### Point placement records
--- START ---

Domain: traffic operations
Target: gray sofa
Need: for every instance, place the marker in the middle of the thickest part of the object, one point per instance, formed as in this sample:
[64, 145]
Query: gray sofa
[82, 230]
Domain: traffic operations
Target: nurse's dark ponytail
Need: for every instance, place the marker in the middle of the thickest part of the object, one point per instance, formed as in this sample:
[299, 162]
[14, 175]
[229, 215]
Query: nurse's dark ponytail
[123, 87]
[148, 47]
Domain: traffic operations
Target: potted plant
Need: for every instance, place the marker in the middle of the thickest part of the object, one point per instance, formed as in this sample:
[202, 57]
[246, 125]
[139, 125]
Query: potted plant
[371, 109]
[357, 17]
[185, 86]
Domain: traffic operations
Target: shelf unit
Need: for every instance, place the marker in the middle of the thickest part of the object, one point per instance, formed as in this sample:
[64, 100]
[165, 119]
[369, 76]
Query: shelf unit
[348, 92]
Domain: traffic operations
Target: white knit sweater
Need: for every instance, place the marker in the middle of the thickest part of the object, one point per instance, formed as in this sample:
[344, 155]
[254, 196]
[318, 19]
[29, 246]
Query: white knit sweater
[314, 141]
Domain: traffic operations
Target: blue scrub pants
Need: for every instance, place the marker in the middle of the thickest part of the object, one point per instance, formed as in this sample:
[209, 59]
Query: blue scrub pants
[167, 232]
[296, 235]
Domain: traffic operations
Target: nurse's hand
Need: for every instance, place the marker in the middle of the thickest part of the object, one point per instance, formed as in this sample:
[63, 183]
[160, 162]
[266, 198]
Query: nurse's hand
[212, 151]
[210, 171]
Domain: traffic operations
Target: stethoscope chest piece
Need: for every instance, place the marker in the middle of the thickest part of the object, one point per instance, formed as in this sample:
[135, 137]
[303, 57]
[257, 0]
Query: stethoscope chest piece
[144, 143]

--- END ---

### Task statement
Collect every line above that contains the word "hand".

### Task solution
Target: nurse's hand
Query: nurse's hand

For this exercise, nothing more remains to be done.